GOAL
Set out the listing below as a Markdown table with the columns Row and Text, giving each line its own numbered row. Include only the lines from the one containing "of the woman" through the one containing "Query: presenter's dark shirt", both ends included, and skip any blank lines.

TASK DATA
-----
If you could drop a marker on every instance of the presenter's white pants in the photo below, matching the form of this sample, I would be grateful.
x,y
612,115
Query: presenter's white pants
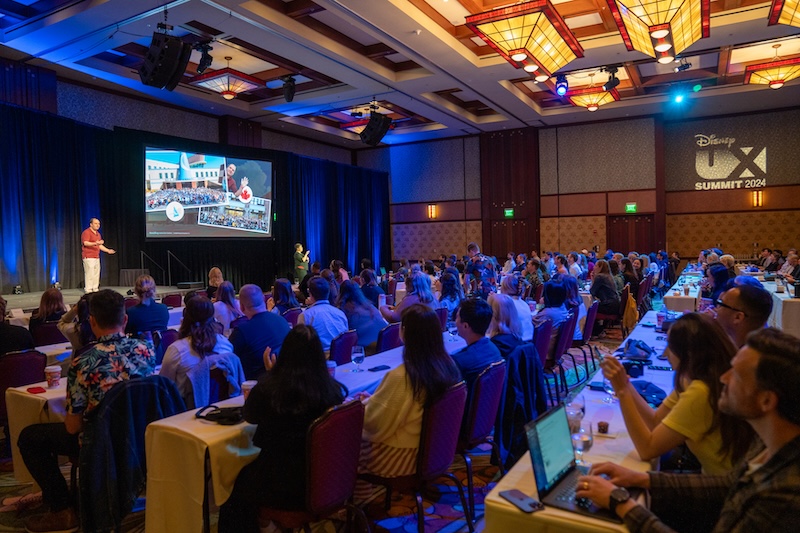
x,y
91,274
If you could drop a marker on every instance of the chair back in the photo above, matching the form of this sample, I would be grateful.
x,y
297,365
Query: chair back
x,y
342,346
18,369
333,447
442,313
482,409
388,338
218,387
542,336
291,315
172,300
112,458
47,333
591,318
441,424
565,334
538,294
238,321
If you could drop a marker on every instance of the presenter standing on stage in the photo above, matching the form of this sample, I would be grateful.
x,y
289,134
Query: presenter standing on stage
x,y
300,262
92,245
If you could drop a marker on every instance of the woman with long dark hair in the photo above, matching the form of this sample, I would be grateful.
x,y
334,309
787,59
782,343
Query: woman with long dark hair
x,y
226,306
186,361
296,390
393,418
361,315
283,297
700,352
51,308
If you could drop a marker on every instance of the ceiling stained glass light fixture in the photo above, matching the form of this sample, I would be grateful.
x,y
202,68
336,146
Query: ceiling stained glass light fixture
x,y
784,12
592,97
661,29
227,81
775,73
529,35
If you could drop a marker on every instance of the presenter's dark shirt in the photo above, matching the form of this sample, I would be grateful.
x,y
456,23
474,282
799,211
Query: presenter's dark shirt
-----
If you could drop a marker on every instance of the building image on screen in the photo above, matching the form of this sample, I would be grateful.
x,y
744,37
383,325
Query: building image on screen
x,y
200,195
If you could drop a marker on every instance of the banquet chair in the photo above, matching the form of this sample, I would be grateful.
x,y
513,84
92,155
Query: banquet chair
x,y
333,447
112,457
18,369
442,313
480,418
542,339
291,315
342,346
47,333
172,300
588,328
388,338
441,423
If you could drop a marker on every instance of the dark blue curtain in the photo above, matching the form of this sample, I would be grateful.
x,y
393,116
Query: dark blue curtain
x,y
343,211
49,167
-----
ANSWER TO THE TASK
| Row | Text |
|---|---|
| 1 | If you could drop a marker on every instance of the woman with long dark hair in the photo above, matching the form of this sample, I would be grateful. |
| 2 | x,y |
| 3 | 334,309 |
| 4 | 787,59 |
| 5 | 782,343 |
| 6 | Query: woman with long dark hair |
| 7 | x,y |
| 8 | 226,306 |
| 9 | 186,361 |
| 10 | 296,390 |
| 11 | 393,418 |
| 12 | 361,315 |
| 13 | 283,297 |
| 14 | 700,352 |
| 15 | 51,308 |
| 16 | If you could drop a marker on every instance of the ceiling stained glass light fixture in the photo above, matching the form of this sample, I would be grateful. |
| 17 | x,y |
| 18 | 202,68 |
| 19 | 336,146 |
| 20 | Query: ceiling stained glass light fixture |
| 21 | x,y |
| 22 | 784,12 |
| 23 | 592,97 |
| 24 | 661,29 |
| 25 | 227,81 |
| 26 | 775,73 |
| 27 | 529,35 |
| 28 | If you could drop a marker on every instance of the presenter's dark shirt in the photo above, matching the form of this sample, I would be grateful. |
| 29 | x,y |
| 30 | 456,23 |
| 31 | 474,282 |
| 32 | 799,211 |
| 33 | Query: presenter's dark shirt |